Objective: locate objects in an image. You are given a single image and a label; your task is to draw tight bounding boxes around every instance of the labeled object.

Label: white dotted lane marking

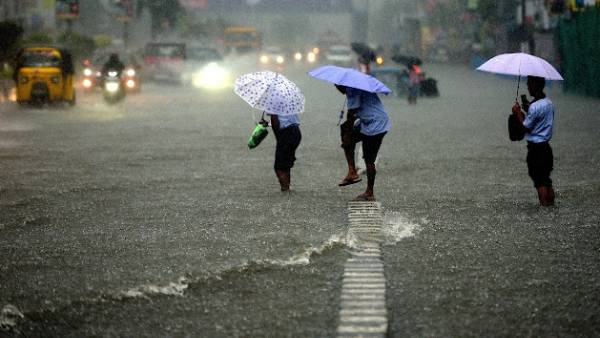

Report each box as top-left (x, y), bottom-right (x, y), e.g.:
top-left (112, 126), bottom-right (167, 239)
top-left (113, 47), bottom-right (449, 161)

top-left (337, 202), bottom-right (388, 337)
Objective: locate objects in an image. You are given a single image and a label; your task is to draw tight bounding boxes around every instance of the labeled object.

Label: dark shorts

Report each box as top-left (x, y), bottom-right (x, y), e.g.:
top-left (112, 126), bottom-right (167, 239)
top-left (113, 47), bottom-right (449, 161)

top-left (340, 123), bottom-right (387, 164)
top-left (274, 126), bottom-right (302, 170)
top-left (527, 142), bottom-right (554, 188)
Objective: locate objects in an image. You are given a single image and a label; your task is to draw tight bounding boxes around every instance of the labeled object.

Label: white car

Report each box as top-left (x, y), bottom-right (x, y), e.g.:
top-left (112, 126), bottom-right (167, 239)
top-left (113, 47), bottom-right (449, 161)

top-left (325, 45), bottom-right (354, 66)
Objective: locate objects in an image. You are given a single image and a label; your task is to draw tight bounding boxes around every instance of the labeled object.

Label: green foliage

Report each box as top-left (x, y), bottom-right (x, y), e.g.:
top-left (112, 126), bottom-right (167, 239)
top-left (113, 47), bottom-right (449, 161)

top-left (138, 0), bottom-right (183, 34)
top-left (0, 21), bottom-right (24, 62)
top-left (557, 7), bottom-right (600, 97)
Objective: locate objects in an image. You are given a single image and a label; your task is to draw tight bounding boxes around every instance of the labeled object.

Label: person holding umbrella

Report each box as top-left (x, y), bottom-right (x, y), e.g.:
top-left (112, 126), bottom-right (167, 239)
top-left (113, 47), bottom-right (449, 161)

top-left (267, 114), bottom-right (302, 191)
top-left (234, 71), bottom-right (305, 191)
top-left (308, 66), bottom-right (392, 201)
top-left (477, 53), bottom-right (563, 206)
top-left (512, 76), bottom-right (554, 206)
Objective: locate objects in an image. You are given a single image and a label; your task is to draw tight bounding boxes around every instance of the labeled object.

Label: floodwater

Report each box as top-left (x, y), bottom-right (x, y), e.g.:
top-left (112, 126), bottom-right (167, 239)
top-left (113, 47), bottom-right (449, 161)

top-left (0, 60), bottom-right (600, 337)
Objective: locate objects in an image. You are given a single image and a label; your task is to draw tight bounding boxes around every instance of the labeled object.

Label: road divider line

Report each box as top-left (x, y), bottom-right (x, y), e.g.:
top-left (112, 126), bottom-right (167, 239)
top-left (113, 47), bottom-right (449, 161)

top-left (337, 202), bottom-right (388, 338)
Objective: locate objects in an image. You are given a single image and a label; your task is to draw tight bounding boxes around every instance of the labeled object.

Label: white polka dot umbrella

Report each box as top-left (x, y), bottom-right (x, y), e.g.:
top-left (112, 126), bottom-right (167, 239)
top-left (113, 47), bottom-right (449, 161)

top-left (233, 71), bottom-right (305, 115)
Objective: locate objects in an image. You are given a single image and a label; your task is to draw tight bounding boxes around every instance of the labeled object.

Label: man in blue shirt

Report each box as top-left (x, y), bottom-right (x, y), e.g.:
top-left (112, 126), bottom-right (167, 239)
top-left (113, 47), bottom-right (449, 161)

top-left (512, 76), bottom-right (554, 206)
top-left (267, 113), bottom-right (302, 191)
top-left (335, 85), bottom-right (392, 201)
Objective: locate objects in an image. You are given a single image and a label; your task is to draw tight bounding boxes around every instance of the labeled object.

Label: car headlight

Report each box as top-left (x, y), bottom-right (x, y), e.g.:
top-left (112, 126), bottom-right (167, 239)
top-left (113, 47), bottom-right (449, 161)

top-left (192, 62), bottom-right (229, 89)
top-left (104, 82), bottom-right (119, 93)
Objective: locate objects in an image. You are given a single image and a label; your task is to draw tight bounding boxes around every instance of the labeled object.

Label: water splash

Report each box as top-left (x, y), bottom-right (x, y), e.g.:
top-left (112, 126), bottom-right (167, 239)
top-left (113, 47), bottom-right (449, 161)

top-left (117, 233), bottom-right (357, 299)
top-left (120, 277), bottom-right (189, 298)
top-left (382, 211), bottom-right (427, 245)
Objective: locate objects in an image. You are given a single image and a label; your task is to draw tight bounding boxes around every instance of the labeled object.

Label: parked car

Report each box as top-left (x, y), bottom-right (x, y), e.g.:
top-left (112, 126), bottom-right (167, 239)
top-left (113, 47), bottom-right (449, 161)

top-left (14, 46), bottom-right (75, 105)
top-left (259, 46), bottom-right (286, 65)
top-left (325, 45), bottom-right (355, 67)
top-left (144, 42), bottom-right (186, 82)
top-left (181, 46), bottom-right (232, 89)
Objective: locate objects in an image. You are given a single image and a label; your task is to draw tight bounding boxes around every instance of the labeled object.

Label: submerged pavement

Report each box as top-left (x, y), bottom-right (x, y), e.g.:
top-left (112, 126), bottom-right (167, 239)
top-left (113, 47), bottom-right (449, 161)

top-left (0, 61), bottom-right (600, 337)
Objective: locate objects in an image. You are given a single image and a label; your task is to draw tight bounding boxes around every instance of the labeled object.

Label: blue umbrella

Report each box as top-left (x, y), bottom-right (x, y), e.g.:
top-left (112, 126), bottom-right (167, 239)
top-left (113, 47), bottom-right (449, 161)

top-left (308, 66), bottom-right (392, 94)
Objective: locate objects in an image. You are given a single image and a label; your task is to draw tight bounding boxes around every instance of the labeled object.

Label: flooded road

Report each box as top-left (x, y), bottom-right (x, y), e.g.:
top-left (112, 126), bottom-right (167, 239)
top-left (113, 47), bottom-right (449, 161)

top-left (0, 65), bottom-right (600, 337)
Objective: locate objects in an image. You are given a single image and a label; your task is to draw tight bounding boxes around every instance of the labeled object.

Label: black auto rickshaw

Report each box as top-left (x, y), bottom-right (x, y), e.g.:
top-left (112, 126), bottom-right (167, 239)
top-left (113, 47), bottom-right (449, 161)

top-left (14, 46), bottom-right (75, 105)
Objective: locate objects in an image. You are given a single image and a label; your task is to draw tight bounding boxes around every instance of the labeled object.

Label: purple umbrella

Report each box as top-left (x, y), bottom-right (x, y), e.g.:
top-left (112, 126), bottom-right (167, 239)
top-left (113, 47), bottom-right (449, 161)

top-left (477, 53), bottom-right (563, 100)
top-left (308, 66), bottom-right (392, 94)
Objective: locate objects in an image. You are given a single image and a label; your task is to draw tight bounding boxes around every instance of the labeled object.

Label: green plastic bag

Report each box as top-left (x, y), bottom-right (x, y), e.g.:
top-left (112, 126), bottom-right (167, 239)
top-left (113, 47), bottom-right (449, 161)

top-left (248, 121), bottom-right (269, 149)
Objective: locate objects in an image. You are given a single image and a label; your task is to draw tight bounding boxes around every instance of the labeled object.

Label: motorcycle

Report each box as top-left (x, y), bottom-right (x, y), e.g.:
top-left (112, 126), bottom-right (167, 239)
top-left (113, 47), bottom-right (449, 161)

top-left (102, 70), bottom-right (125, 104)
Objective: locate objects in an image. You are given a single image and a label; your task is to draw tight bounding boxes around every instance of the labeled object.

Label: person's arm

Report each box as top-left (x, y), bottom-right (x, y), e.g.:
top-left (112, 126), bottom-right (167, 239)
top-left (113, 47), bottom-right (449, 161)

top-left (271, 115), bottom-right (279, 130)
top-left (346, 108), bottom-right (358, 124)
top-left (512, 102), bottom-right (530, 132)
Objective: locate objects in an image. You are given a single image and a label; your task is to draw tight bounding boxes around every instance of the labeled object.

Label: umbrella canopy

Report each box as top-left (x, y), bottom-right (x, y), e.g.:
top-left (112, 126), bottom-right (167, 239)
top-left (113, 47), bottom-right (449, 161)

top-left (234, 71), bottom-right (305, 115)
top-left (392, 54), bottom-right (423, 68)
top-left (308, 66), bottom-right (392, 94)
top-left (477, 53), bottom-right (563, 80)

### GOAL
Can you reproduce, word for word, the stretch from the start of the items through the line containing "top-left (337, 202), bottom-right (388, 337)", leaving the pictures out of your answer?

### SOLUTION
Objective: locate objects in an image. You are given a single image and a label; your task is to draw tight bounding boxes around every instance of the labeled object.

Label: white dotted lane marking


Report each box as top-left (x, y), bottom-right (x, y), e.g.:
top-left (112, 126), bottom-right (167, 239)
top-left (113, 47), bottom-right (449, 161)

top-left (337, 202), bottom-right (388, 337)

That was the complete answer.